**THE EXERCISE:**
Extract the line that contains "Crossing-audit request: pin the wooden umbrella" and every line after it to the end of the records below, exactly as written and nothing else.

[Dataset rows on where objects appear]
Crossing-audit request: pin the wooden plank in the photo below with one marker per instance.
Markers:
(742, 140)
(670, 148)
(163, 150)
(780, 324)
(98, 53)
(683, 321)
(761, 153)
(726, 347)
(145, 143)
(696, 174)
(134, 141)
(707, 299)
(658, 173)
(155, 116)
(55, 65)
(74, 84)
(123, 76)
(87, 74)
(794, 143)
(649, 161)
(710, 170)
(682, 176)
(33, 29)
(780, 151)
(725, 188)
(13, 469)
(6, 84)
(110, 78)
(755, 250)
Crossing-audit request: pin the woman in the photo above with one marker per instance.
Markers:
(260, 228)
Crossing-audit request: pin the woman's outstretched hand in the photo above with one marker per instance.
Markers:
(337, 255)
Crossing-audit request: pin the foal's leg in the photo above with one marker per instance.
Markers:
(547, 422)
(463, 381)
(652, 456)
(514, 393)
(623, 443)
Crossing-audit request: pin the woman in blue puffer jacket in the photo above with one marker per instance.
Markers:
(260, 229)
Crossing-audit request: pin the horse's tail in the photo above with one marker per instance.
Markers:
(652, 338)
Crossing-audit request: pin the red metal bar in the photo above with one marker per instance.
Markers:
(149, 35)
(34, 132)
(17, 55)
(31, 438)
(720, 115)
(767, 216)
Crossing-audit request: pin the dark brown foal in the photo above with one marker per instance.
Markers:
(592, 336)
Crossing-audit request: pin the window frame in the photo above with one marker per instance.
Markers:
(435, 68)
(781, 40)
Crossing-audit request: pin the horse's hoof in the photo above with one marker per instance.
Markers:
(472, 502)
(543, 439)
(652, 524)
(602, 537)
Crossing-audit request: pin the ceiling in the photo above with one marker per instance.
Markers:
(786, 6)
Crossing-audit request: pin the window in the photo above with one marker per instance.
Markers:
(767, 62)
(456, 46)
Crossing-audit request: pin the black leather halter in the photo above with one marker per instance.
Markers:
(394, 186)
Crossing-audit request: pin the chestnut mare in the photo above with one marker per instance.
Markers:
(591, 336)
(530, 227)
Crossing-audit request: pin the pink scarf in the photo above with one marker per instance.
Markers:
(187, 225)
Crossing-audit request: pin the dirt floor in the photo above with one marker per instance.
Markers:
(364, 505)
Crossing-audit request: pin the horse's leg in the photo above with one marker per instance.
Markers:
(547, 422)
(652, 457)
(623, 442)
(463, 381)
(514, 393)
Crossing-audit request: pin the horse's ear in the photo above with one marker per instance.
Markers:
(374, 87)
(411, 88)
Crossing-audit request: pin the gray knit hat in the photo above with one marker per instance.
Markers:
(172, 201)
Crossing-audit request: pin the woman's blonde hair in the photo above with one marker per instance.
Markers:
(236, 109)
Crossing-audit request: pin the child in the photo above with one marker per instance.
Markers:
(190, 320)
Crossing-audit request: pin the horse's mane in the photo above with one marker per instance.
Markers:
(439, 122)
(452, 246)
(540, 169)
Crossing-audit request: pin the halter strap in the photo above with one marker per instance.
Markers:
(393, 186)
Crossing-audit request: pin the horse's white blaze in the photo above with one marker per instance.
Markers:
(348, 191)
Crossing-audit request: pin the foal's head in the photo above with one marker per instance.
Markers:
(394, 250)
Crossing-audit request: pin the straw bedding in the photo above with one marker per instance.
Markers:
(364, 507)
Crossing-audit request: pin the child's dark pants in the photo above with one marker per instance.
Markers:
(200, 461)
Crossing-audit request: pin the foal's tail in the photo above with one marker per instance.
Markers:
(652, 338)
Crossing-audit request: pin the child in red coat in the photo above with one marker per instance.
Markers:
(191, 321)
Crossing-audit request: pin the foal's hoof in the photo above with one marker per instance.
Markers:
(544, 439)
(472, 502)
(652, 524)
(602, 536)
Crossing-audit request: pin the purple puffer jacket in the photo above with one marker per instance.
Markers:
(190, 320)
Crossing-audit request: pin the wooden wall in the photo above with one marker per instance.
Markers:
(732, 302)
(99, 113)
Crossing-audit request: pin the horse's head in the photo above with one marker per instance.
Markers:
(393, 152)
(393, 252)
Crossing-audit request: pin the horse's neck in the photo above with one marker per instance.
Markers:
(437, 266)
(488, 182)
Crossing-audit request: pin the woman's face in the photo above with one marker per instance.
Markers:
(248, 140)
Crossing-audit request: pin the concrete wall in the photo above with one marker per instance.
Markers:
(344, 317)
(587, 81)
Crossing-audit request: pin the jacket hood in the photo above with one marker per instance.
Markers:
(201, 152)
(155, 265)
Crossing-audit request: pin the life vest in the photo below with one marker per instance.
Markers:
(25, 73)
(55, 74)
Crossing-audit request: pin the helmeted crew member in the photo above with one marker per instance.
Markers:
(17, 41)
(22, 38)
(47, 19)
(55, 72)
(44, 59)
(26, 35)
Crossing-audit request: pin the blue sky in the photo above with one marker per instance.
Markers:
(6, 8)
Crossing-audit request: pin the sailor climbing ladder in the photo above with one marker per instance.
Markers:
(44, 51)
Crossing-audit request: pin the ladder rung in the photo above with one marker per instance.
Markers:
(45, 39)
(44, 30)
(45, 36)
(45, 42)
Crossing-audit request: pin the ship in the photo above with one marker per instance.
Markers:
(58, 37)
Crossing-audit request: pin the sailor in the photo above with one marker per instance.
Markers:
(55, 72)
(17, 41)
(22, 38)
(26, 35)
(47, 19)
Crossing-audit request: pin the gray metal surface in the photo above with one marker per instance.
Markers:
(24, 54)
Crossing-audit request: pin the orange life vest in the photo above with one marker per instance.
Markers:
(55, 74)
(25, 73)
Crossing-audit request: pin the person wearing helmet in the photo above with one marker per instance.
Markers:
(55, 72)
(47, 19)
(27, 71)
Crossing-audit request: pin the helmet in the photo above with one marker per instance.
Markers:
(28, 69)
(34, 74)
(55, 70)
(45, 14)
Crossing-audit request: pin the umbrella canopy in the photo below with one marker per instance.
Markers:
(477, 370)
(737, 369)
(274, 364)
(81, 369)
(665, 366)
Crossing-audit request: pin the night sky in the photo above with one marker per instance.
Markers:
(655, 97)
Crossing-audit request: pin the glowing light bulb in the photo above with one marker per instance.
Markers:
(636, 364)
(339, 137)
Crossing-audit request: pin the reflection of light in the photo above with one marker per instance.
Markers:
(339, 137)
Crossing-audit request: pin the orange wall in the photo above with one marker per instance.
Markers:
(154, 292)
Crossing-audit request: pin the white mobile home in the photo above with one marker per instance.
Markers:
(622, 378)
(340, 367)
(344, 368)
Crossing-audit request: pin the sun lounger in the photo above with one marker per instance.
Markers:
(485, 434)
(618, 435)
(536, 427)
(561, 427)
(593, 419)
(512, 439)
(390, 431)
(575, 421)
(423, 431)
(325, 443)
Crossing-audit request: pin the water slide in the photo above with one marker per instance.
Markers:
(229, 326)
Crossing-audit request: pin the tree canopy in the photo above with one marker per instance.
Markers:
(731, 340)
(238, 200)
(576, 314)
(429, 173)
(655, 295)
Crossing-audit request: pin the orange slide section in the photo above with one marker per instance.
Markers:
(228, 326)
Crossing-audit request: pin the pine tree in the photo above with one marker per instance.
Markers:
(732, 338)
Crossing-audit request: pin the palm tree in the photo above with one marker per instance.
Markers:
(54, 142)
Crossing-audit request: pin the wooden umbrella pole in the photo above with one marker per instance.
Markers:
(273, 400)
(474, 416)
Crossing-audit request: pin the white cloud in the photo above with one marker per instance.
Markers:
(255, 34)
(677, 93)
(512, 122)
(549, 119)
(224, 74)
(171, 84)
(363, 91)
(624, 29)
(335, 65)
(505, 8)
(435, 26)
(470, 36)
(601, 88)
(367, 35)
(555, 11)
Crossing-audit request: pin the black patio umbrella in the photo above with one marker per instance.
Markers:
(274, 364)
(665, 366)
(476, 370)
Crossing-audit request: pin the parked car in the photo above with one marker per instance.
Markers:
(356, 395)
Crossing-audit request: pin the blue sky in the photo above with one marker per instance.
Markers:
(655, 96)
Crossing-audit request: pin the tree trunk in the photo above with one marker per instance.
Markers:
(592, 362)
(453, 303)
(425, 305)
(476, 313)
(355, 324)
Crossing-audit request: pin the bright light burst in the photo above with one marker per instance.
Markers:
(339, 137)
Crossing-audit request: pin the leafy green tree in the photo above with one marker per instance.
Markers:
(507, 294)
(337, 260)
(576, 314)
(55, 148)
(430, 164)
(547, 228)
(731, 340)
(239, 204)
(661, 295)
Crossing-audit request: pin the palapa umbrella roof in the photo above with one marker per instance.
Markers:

**WRITTEN SOLUTION:**
Crossing-audit request: pin the wooden umbrella pole in the photo above with one marker per instance.
Markers:
(273, 400)
(474, 416)
Crossing-audit request: pin the white cloud in the photo above with one marker per instance.
Markers:
(255, 34)
(677, 93)
(512, 122)
(549, 119)
(224, 74)
(171, 84)
(363, 91)
(624, 29)
(335, 65)
(505, 8)
(435, 26)
(470, 36)
(601, 88)
(367, 35)
(555, 11)
Crossing-audit request: pin the black patio umbrella in the photo above with one marker per instance.
Markers:
(274, 364)
(665, 366)
(476, 370)
Crossing-audit request: pin the parked car in the photo above with one marker per instance.
Markers:
(356, 395)
Crossing-audit request: pin the blue sky in the photo above with one marker per instance.
Markers:
(655, 96)
Crossing-audit request: pin the tree trunk in the photo above with one marker per instance.
Markers:
(592, 362)
(453, 303)
(425, 305)
(476, 313)
(355, 324)
Crossing-audit request: pin the bright light burst in the photo above with one marker per instance.
Markers:
(339, 137)
Crossing-audit request: pin the leafy green tree in the photo above with one marker per instance.
Markers:
(507, 294)
(337, 260)
(576, 314)
(55, 148)
(430, 164)
(547, 228)
(731, 340)
(239, 204)
(661, 295)
Crossing-audit request: pin the palapa umbrella roof in the photo above with one marker per instance.
Markers:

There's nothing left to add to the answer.